REQUIRED WORK
Print the listing in full, keeping every line exactly as it is.

DATASET EXCERPTS: Begin

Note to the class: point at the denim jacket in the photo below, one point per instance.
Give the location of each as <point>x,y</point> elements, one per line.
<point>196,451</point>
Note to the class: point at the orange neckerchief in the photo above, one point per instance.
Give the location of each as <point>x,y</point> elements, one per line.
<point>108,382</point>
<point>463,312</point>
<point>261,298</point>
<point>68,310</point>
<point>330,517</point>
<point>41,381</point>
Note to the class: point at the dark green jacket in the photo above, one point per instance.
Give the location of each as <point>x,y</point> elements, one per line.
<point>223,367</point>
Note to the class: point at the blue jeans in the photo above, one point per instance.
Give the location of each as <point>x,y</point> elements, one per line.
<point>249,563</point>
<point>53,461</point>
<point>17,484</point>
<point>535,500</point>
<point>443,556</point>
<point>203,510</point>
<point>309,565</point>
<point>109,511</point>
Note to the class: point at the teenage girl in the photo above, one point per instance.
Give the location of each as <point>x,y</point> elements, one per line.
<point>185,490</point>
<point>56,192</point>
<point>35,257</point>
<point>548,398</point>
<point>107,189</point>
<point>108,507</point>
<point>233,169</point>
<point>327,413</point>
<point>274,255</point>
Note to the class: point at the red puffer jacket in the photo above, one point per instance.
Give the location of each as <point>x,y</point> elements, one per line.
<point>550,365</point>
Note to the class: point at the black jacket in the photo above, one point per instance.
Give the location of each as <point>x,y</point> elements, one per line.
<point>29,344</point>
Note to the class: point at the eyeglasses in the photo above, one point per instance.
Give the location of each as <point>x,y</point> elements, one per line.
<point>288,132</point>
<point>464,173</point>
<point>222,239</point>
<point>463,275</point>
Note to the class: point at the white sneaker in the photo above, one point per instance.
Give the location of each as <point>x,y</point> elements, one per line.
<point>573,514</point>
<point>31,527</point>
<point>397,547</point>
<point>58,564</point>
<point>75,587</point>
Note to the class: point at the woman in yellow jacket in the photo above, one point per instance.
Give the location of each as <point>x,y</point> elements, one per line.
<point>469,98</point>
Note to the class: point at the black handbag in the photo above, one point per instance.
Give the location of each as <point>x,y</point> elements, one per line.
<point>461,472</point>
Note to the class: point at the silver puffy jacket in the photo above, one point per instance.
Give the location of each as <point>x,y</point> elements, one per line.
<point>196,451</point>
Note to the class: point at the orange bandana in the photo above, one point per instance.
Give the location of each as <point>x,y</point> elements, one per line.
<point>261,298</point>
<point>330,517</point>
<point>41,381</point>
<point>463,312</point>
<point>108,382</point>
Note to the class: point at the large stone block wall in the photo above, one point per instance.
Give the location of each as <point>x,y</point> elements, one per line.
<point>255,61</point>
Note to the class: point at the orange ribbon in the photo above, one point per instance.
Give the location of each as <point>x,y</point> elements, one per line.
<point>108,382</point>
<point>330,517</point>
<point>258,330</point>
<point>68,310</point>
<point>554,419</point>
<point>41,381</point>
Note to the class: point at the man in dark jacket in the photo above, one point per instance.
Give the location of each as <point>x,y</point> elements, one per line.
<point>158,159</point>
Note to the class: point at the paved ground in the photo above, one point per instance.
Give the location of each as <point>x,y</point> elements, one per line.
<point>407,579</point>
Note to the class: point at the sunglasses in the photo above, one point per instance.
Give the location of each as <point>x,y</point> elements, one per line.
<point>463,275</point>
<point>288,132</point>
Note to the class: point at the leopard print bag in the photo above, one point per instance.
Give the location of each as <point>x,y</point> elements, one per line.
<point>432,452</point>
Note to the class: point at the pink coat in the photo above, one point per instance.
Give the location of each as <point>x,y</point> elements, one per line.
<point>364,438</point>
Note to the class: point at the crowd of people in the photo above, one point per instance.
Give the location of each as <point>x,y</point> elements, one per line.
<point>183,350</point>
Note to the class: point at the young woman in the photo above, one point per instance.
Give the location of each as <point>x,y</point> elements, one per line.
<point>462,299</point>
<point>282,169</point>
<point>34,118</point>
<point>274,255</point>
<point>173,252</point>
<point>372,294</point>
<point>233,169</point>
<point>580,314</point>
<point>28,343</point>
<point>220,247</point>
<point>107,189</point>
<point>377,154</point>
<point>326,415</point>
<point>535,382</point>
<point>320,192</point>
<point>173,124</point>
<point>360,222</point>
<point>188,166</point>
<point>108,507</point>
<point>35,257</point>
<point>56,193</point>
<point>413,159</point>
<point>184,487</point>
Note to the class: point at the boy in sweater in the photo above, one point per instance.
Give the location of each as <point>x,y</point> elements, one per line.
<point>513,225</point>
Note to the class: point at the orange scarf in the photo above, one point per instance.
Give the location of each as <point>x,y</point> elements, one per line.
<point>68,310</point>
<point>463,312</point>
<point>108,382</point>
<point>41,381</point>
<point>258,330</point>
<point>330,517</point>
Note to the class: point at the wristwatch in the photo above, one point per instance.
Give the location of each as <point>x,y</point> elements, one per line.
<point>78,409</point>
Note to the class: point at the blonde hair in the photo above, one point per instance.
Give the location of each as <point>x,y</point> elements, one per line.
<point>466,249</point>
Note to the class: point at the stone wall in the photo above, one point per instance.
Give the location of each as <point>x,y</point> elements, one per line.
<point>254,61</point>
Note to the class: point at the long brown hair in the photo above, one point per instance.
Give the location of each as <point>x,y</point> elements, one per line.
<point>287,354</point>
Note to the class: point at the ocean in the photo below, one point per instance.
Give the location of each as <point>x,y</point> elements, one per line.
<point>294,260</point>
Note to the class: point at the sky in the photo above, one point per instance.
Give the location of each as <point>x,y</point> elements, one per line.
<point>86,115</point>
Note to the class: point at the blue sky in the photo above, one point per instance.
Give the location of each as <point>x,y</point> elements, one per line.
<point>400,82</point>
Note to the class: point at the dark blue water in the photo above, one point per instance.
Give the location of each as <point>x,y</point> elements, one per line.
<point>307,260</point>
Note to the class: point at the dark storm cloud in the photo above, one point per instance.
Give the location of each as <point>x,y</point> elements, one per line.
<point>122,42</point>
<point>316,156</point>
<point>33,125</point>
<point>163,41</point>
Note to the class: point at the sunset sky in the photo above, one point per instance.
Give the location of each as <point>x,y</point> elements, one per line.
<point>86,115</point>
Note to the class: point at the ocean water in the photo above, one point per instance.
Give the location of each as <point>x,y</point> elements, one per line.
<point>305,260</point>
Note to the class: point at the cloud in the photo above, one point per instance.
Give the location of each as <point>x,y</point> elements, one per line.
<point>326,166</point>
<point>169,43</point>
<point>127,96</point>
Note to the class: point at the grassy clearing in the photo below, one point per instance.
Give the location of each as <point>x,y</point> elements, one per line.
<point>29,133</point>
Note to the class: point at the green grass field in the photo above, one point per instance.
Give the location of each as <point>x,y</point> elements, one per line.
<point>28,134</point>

DATASET EXCERPTS: End

TASK RESPONSE
Note to the class: point at the denim jacket in the photo below, one point per instance.
Give the location of each as <point>x,y</point> elements, one per line.
<point>196,451</point>
Note to the class: point at the orange neckerchief in the photo above, one point per instance.
Give the location of each as <point>x,y</point> elements, one per line.
<point>108,382</point>
<point>463,312</point>
<point>261,298</point>
<point>68,310</point>
<point>330,517</point>
<point>41,381</point>
Note to the class: point at the dark green jacket in the photo above, one point per instance.
Give the location of each as <point>x,y</point> elements, one per line.
<point>223,367</point>
Note to the class: point at the blue jeans in the photo above, one point per instance.
Give the location of each as <point>x,y</point> elements, one per line.
<point>249,563</point>
<point>53,461</point>
<point>17,484</point>
<point>535,500</point>
<point>443,556</point>
<point>203,510</point>
<point>309,565</point>
<point>109,511</point>
Note to the class: point at the teenage girl in the photo above, one point per instance.
Give the location of each as <point>x,y</point> elements, one per line.
<point>185,490</point>
<point>56,192</point>
<point>35,257</point>
<point>548,398</point>
<point>107,189</point>
<point>108,507</point>
<point>233,169</point>
<point>327,413</point>
<point>274,255</point>
Note to the class: point at the red puffer jacket in the photo above, one point per instance.
Give the location of each as <point>x,y</point> elements, one per line.
<point>550,365</point>
Note to the class: point at the black jacket in the photo above, one point per instance.
Give the location of each as <point>x,y</point> elements, one per line.
<point>29,344</point>
Note to the class: point at the eyeglasses in the photo above, one point per instance.
Give the location of each as <point>x,y</point> elements, one per line.
<point>288,132</point>
<point>464,173</point>
<point>222,239</point>
<point>463,275</point>
Note to the class: point at the white sneaker in the photo above, one point per instance.
Give the location of each as <point>x,y</point> elements, one per line.
<point>573,514</point>
<point>31,527</point>
<point>397,547</point>
<point>58,564</point>
<point>75,587</point>
Note to the class: point at the woman in yellow jacket in the photo above, one point per instance.
Give the location of each as <point>x,y</point> elements, one per line.
<point>469,98</point>
Note to the class: point at the black handbag in the photo above, one point per instance.
Give the location of each as <point>x,y</point> elements, one per line.
<point>461,472</point>
Note to the class: point at the silver puffy jacket in the photo above, one point per instance.
Give the location of each as <point>x,y</point> elements, one per line.
<point>196,451</point>
Note to the class: point at the orange bandana in the photo above, one point per instance.
Give the location of each as <point>x,y</point> elements, one per line.
<point>261,298</point>
<point>330,517</point>
<point>41,381</point>
<point>463,312</point>
<point>108,382</point>
Note to the class: point at the large stone block wall in the photo above, one point per instance.
Give the location of each as <point>x,y</point> elements, one per line.
<point>255,61</point>
Note to the class: point at the orange ribbon in the photo above, one point per instance.
Give the location of each as <point>x,y</point> elements, one per line.
<point>108,382</point>
<point>330,517</point>
<point>258,330</point>
<point>68,310</point>
<point>554,419</point>
<point>41,381</point>
Note to the class: point at the man in dark jacket in the photo above, one point per instance.
Give the location of each as <point>x,y</point> elements, one per line.
<point>158,159</point>
Note to the class: point at the paved ground in the photo above, one point per instance.
Give the location of each as <point>x,y</point> elements, one per line.
<point>407,579</point>
Note to the class: point at the sunglasses in the photo above, one point per instance.
Give the location of each as <point>x,y</point> elements, one per line.
<point>463,275</point>
<point>288,132</point>
Note to the class: point at the leopard print bag in the photo above, one point per instance.
Give the location of each as <point>x,y</point> elements, one per line.
<point>432,452</point>
Note to the class: point at the pink coat in the photo above, one point per instance.
Give the location of each as <point>x,y</point> elements, one per line.
<point>364,438</point>
Note to the class: point at the crowd of people in the photo above, one point per instance.
Give the location of each as <point>x,y</point> elements, one per line.
<point>183,350</point>
Note to the class: point at the young woman in the photo above, one point per instance.
Give the location of each as <point>x,y</point> elements, one per line.
<point>462,299</point>
<point>282,169</point>
<point>34,118</point>
<point>274,255</point>
<point>173,252</point>
<point>372,294</point>
<point>233,169</point>
<point>580,314</point>
<point>28,343</point>
<point>220,247</point>
<point>107,189</point>
<point>377,154</point>
<point>326,415</point>
<point>535,382</point>
<point>320,192</point>
<point>173,124</point>
<point>360,222</point>
<point>188,166</point>
<point>108,507</point>
<point>35,257</point>
<point>56,193</point>
<point>413,159</point>
<point>184,487</point>
Note to the class: point at the boy in sweater in the photo above, one point per instance.
Give the location of each as <point>x,y</point> elements, one per line.
<point>513,225</point>
Note to the class: point at the orange scarf in the photo above, one point per instance.
Give the location of each as <point>x,y</point> elements, one per line.
<point>68,310</point>
<point>463,312</point>
<point>108,382</point>
<point>41,381</point>
<point>258,330</point>
<point>330,517</point>
Note to the class: point at the wristwatch in the photo above, one point per instance.
Give the location of each as <point>x,y</point> elements, one per line.
<point>78,409</point>
Note to the class: point at the blonde hair in the photo above, one point per instance.
Give the location of each as <point>x,y</point> elements, one per line.
<point>466,249</point>
Note to the class: point at the stone wall in the photo above, one point per instance.
Give the location of each as <point>x,y</point> elements, one per line.
<point>254,61</point>
Note to the class: point at the long brown hair in the photo above, one point per instance.
Give the location of each as <point>x,y</point> elements, one per line.
<point>287,354</point>
Note to the class: point at the ocean in the photo below, one point per instance.
Give the location of each as <point>x,y</point> elements, one per line.
<point>294,260</point>
Note to the class: point at the sky in the photo above, one point per instance.
Give the location of each as <point>x,y</point> elements, one per line.
<point>86,115</point>
Note to the class: point at the blue sky in the photo above, one point per instance.
Give the location of each as <point>x,y</point> elements, one per line.
<point>400,82</point>
Note to the class: point at the dark blue water in the photo above, one point per instance.
Give the location of each as <point>x,y</point> elements, one per line.
<point>307,260</point>
Note to the class: point at the dark storm cloud in the photo above, one point per instance.
Give the location of each as <point>x,y</point> elements, one per line.
<point>122,42</point>
<point>316,156</point>
<point>33,125</point>
<point>163,41</point>
Note to the class: point at the sunset sky in the photo above, one point per instance.
Give the location of each as <point>x,y</point> elements, one per line.
<point>86,115</point>
Note to the class: point at the ocean water in the photo above, one point per instance.
Give the location of each as <point>x,y</point> elements, one per line.
<point>305,260</point>
Note to the class: point at the cloud in the photo above, one point per instance.
Give the location of each as <point>x,y</point> elements, one per line.
<point>326,166</point>
<point>169,43</point>
<point>127,96</point>
Note to the class: point at the grassy clearing in the photo below, one point per instance.
Give the location of each as <point>x,y</point> elements, one per line.
<point>29,133</point>
Note to the class: point at the green grass field in the photo above, one point per instance.
Give the location of each as <point>x,y</point> elements, one per line.
<point>28,134</point>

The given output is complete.